Information provided.
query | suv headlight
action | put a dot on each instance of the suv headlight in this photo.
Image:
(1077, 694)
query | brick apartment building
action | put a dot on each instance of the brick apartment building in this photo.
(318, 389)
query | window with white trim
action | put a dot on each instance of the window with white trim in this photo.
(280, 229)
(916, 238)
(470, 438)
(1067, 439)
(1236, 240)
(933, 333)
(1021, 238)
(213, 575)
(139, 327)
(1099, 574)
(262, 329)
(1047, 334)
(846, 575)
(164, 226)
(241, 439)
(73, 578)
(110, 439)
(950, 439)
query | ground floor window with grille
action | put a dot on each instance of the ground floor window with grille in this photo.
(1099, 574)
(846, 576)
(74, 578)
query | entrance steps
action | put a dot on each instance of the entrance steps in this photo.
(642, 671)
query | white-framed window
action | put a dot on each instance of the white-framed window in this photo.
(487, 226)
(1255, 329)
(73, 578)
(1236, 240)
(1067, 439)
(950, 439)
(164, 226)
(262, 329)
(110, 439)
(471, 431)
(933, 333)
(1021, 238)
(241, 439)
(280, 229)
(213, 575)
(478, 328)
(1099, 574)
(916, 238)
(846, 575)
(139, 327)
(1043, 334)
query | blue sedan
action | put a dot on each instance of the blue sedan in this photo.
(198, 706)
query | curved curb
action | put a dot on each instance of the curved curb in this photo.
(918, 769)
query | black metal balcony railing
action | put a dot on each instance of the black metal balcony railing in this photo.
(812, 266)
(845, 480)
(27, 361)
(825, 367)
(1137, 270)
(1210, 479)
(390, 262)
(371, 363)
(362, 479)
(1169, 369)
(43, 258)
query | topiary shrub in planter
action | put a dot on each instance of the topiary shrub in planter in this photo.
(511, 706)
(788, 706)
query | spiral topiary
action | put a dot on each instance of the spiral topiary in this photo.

Assignment.
For the listing above, find how many lines hold the word "headlight". Only the number should be written.

Solution.
2